Your task: When you copy the data that follows, reproduce every word exactly and leave out the images.

Source material:
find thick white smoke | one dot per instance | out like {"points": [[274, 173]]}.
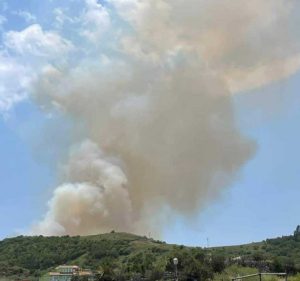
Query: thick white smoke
{"points": [[156, 109]]}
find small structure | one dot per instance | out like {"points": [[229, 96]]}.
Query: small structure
{"points": [[66, 272], [297, 231]]}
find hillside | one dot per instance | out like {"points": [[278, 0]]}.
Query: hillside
{"points": [[127, 254]]}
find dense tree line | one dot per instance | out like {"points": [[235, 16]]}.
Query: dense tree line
{"points": [[120, 256]]}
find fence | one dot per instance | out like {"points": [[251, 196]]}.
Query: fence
{"points": [[260, 275]]}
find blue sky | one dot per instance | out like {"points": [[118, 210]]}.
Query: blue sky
{"points": [[264, 200]]}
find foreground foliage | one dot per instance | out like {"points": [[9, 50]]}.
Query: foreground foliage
{"points": [[122, 256]]}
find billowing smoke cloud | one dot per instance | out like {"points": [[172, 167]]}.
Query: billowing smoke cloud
{"points": [[156, 109]]}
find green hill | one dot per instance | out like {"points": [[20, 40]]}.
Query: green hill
{"points": [[126, 255]]}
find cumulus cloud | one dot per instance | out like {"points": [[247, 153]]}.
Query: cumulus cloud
{"points": [[95, 20], [33, 40], [28, 17]]}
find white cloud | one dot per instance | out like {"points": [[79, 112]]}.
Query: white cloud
{"points": [[35, 41], [95, 20], [28, 17]]}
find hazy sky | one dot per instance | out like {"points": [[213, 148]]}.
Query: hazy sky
{"points": [[263, 201]]}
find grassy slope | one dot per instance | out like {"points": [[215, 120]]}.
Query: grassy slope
{"points": [[26, 256]]}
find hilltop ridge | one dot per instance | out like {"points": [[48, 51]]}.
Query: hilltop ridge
{"points": [[130, 253]]}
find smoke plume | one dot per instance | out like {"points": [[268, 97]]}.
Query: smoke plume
{"points": [[155, 108]]}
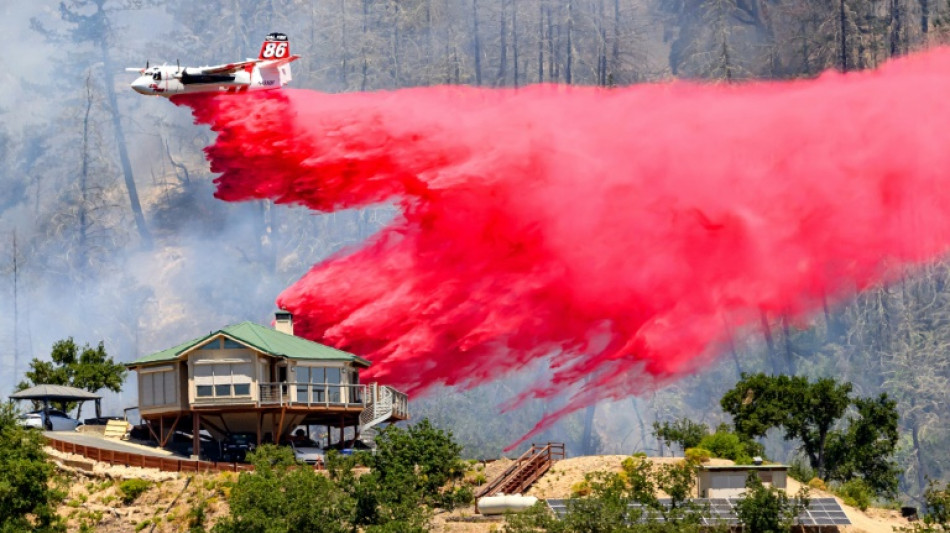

Worked solution:
find thick white smoke | one dot per instance | out like {"points": [[274, 173]]}.
Query: thick white smoke
{"points": [[156, 109]]}
find small structure | one dot per instance | out like {"points": [[229, 96]]}.
Query: small structure
{"points": [[66, 272], [297, 231]]}
find hillside | one dot per instance | out like {"points": [[278, 0]]}.
Query: hillside
{"points": [[127, 254]]}
find dense tree line | one dot per instance | out like {"points": [[235, 16]]}.
Query: dense tree line
{"points": [[120, 256]]}
find fence | one dot per instance | out like {"points": [[251, 196]]}.
Query: fence
{"points": [[260, 275]]}
find blue sky | one dot per instance | out like {"points": [[118, 210]]}.
Query: blue sky
{"points": [[264, 200]]}
find foreground foliage | one dot per instance | out like {"points": [[9, 50]]}.
Query: foreground foliage
{"points": [[122, 256]]}
find billowing smoke cloud | one dot per instance | out like {"points": [[172, 167]]}.
Query: billowing smoke cloud
{"points": [[156, 109]]}
find green hill | one dot per instance | out like {"points": [[20, 40]]}.
Query: green hill
{"points": [[126, 255]]}
find cumulus cloud | one dot per instance | out like {"points": [[247, 153]]}.
Query: cumulus cloud
{"points": [[95, 20], [33, 40], [28, 17]]}
find white cloud | one dot per instance | out like {"points": [[79, 112]]}.
Query: white cloud
{"points": [[35, 41], [95, 20], [28, 17]]}
find hazy sky | one dot per instance | out like {"points": [[213, 148]]}.
Query: hazy sky
{"points": [[263, 201]]}
find grassy slope | one dot per instance | out like {"points": [[215, 120]]}.
Query: grassy slope
{"points": [[26, 256]]}
find hilltop ridge | one dot per instance | out like {"points": [[48, 51]]}.
Query: hilltop ridge
{"points": [[130, 253]]}
find smoke plume | one dot per instance | out like {"points": [[268, 97]]}.
Query: smoke plume
{"points": [[155, 108]]}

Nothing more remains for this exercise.